The request: Which of the lines below contain the string "lamp"? Copy each of them in full.

Dataset entries:
==================================================
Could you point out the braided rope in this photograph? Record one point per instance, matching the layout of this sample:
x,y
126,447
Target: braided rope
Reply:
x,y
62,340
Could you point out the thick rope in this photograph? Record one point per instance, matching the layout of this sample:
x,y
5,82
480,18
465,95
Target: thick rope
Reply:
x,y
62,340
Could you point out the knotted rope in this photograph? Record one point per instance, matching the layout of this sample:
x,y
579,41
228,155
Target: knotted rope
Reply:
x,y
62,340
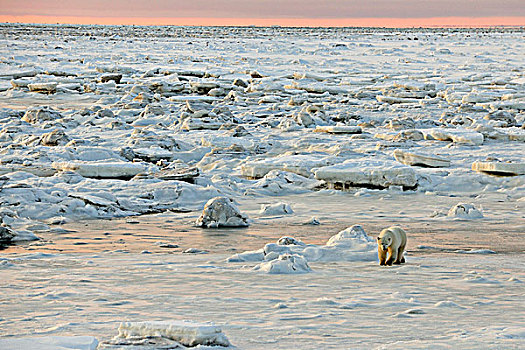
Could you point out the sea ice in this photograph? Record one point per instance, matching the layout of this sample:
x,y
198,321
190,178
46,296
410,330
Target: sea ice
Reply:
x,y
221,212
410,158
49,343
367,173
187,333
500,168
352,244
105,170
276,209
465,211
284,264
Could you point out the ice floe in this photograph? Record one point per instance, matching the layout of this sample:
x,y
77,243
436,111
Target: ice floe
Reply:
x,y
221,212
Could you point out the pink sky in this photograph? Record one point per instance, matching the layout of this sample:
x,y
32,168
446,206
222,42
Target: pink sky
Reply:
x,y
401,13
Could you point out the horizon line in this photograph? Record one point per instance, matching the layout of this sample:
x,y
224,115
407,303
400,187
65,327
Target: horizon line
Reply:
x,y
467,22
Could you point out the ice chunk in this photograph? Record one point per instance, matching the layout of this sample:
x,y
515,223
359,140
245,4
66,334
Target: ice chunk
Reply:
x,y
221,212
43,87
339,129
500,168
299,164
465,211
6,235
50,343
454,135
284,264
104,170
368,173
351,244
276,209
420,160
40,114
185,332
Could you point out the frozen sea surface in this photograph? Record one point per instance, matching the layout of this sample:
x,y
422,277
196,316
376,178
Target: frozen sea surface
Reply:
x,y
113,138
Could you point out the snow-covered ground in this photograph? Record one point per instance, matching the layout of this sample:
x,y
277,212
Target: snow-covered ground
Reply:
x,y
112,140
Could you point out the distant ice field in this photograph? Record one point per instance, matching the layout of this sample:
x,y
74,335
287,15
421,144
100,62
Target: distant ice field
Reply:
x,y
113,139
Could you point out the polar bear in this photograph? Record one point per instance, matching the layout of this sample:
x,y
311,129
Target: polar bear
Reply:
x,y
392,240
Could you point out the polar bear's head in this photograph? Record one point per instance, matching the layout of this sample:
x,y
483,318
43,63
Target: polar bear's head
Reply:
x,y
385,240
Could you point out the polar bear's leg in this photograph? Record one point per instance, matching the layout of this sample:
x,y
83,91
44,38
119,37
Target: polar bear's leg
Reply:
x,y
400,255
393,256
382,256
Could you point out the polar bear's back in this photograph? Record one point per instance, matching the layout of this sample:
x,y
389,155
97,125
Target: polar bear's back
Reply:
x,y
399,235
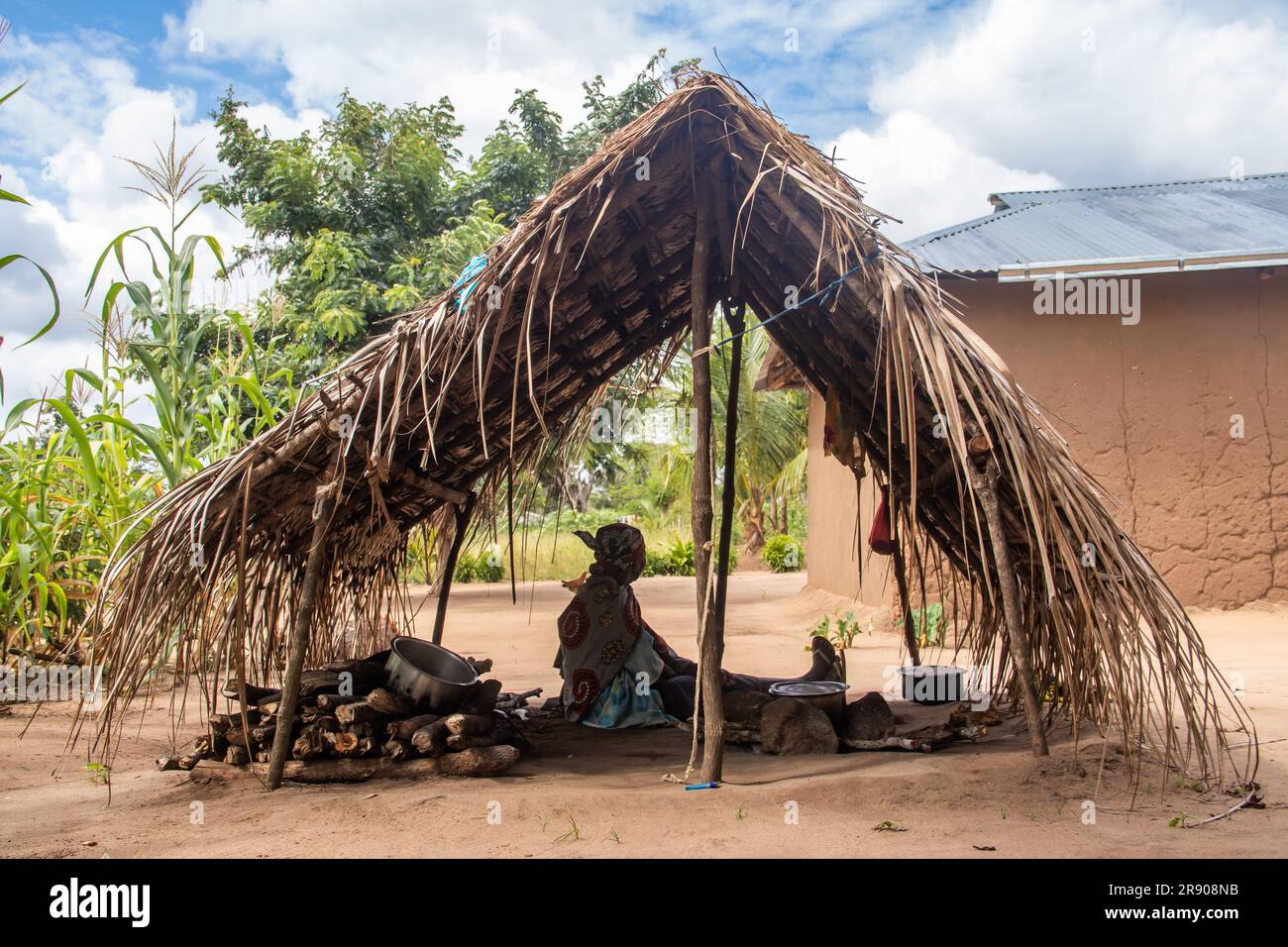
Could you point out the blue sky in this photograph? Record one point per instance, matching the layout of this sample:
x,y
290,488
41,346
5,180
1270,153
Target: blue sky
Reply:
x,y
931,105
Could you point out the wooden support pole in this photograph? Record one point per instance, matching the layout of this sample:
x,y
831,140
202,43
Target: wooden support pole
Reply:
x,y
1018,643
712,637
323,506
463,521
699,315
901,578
==================================================
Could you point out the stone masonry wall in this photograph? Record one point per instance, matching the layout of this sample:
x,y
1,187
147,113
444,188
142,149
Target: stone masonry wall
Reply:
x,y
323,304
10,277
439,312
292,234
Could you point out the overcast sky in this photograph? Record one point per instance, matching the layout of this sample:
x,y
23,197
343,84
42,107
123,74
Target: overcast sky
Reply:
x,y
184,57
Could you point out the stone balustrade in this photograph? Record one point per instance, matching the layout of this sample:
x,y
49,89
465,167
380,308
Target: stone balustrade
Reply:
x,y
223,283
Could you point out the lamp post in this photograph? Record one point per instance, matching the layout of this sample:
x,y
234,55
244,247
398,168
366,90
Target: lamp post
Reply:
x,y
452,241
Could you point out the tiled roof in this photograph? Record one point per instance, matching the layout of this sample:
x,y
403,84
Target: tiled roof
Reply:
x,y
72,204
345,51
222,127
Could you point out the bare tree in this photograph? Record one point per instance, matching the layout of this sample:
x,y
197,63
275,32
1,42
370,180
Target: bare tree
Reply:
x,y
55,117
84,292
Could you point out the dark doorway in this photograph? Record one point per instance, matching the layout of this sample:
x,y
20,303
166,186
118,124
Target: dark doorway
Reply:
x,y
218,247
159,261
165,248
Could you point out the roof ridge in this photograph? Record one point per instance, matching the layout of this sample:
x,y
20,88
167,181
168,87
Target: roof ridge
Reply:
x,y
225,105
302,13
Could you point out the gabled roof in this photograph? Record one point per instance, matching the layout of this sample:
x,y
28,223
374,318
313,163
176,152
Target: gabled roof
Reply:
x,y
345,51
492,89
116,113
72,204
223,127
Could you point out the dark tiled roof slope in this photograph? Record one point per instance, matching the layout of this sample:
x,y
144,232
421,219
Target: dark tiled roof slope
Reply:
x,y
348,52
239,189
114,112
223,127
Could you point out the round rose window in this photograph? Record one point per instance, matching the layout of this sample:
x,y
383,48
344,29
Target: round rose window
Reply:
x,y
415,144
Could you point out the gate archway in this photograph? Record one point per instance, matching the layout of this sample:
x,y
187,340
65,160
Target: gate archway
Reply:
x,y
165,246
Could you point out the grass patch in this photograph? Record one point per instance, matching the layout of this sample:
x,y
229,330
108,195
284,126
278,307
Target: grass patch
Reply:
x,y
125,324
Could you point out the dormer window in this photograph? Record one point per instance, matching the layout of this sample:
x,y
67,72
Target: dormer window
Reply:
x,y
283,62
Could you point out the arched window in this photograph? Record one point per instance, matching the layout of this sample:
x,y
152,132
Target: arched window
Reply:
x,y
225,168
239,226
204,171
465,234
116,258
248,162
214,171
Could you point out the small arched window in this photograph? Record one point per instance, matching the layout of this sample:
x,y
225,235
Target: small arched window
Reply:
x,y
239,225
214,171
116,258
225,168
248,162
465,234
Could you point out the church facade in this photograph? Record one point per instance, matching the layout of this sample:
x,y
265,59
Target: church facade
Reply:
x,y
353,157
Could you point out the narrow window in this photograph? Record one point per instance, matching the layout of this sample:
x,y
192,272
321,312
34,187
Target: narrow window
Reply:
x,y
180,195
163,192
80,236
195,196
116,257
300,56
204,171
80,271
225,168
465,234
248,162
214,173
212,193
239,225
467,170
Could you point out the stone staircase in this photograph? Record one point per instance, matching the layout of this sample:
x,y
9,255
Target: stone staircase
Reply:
==================================================
Result for this exercise:
Could you point out the lamp post in this photograph? Record one point per instance, matching the layout of this sample:
Target: lamp post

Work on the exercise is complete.